**Problems and tasks**:
(1) In the blog post below titled "Morose post," list the relationships the writer names when describing the five people who died while the post was being typed.
(2) According to the "Morose post" blog entry, what job did the writer once hold?
(3) The "Morose post" blog entry admits to a past bout of near-suicidal depression. Why does the writer keep on living?

**Extracted text**:

= = =

Morose post

May 05, 2008 18:30

This post may be kind of depressing, so skip it if you feel like it.

I was messing around with Samurize, and decided that a clock would a cool thing to customize my computer with.  I've got a rather nifty steampunk design I'm working on for it atm, and a clock would be a great addition, you see.  Well, I go searching for designs I could steal, er borrow, and came across a world clock..

I looked at it, and it had a lot of stuff on it.  About people being born, and such.  Then I realized it also counted deaths.  Even worse, it broke it down for me.  Beyond that, it included suicides as part of the count.  Since the beginning of this year, just until this posting, 300,408 people have killed themselves.  What.  The.  Fuck!?  1,849 today alone.  Jesus Christ, that's a lot of people.

It's depressing.  All of those people out there, just choosing to end their life, because the world was so shitty, that they thought there was no redemption for them.  I wish I could ask them 'Why?'.  'Why are you doing this to not just yourself, but to the people who will be harmed by your death, your taking of yourself from them?'  Is life so dark that suicide, self-inflicted murder, the only answer, the only solution, that you see yourself having?

5 people have just died since I started typing.  Five.  Five husbands, wives, mothers, fathers, sons, daughters, friends...have just decided to quit breathing.  Five.  That's a family for God's sake.

That made me wonder.  If I was present, would I stop them?  Would I force them to live?  Or would I stand by and watch themselves do this?

I was an EMT, as some people may know.  I once had to sit outside a locked door, listening to a 15 year old girl self destruct.  Her life, in her opinion, was over.  I don't remember the exact details, thankfully, but I remember that she thought this was the only way she had of solving her problems.  My partner and I couldn't get the door open, and despite our repeated banging and charging of the door, we couldn't get in.  That girl apologized to my partner, to me.  We then had to listen as she cocked a gun, and then killed herself.  It was the saddest sound I've ever heard in my life.  If there was a sound that could describe loneliness, anguish, pain, and a sense of being lost, then that was it.

I don't believe in suicide.  I think it's a no-win solution to a solvable answer.  I know, I know, I suffered a bout of near suicidal depression before.  I understand the allure of it.  The feeling of 'this will make the pain stop' that the idea brings.  Then I think of Kate, and what I lost when she decided to hang herself, and I realized that while I may hate myself and my life, I don't hate my friends and loved ones, and there's no way I can put them through what Kate put me through.  So I keep on living.

That said, while I don't believe in the taking of your own life, I don't know that I can go against somebody's desire to end theirs.  It is, after all, your life.  It's your choice.  When you get right down to it, death is just one more factor that you can rarely exert control over.  So if you choose to end your pain this way, who am I to tell you no?  Your death doesn't physically harm others.  And if it does, then fuck you for being so callous you think you can decide for others.  However, if you choose to go quietly in your own method, then do so.  Just know that somewhere, somebody will be a sadder person for you having done so.

I just looked at the clock again.  This world just lost another 14 people.  That's 19 now.  19 people who could have changed this planet for the better.  We may have just lost the cure to cancer.  We'll never know, though, will we?  The next Monet may have just died, and only a handful of people will mourn the loss.

= = =

**Supplied information**:
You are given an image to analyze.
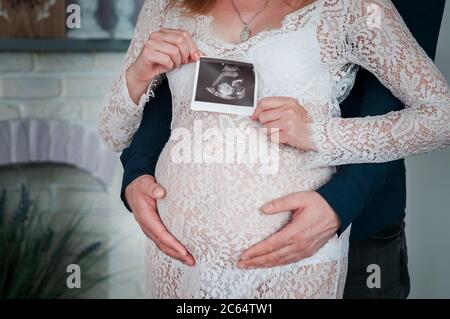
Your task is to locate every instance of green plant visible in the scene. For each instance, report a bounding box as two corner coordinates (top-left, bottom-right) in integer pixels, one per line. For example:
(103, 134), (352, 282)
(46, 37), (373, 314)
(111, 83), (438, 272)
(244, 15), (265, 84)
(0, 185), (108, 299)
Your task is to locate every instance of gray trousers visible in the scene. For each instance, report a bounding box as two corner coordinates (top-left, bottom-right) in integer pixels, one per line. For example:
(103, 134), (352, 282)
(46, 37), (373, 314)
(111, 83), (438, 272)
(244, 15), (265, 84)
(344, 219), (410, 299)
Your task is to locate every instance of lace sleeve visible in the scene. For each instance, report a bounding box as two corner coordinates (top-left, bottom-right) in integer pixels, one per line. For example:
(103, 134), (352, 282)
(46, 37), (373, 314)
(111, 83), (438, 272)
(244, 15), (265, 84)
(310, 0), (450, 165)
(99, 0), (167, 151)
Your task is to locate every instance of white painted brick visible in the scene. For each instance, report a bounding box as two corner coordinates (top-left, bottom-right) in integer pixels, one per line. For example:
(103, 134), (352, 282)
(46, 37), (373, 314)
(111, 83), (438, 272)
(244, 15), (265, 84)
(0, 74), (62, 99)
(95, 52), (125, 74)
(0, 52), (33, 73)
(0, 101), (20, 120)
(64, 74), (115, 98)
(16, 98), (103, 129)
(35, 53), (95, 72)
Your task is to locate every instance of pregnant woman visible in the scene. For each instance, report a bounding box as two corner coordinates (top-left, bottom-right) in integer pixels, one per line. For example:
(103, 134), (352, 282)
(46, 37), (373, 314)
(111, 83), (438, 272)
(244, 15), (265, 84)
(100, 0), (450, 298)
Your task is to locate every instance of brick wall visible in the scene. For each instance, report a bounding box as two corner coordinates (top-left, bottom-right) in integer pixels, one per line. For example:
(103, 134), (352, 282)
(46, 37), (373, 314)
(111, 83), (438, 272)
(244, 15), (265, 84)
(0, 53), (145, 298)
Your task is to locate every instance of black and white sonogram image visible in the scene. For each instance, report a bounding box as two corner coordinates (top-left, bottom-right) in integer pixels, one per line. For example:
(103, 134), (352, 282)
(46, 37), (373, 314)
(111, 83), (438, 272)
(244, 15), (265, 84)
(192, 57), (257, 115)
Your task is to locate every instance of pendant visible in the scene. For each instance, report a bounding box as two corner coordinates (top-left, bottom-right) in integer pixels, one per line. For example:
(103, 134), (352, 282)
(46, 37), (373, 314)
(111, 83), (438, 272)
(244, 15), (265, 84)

= = =

**Answers by item number**:
(1) husbands, wives, mothers, fathers, sons, daughters, friends

(2) The writer was an EMT.

(3) The writer thinks of Kate and what was lost when she hanged herself. While the writer may hate self and life, there is no hatred for friends and loved ones, and no way to put them through what Kate put the writer through.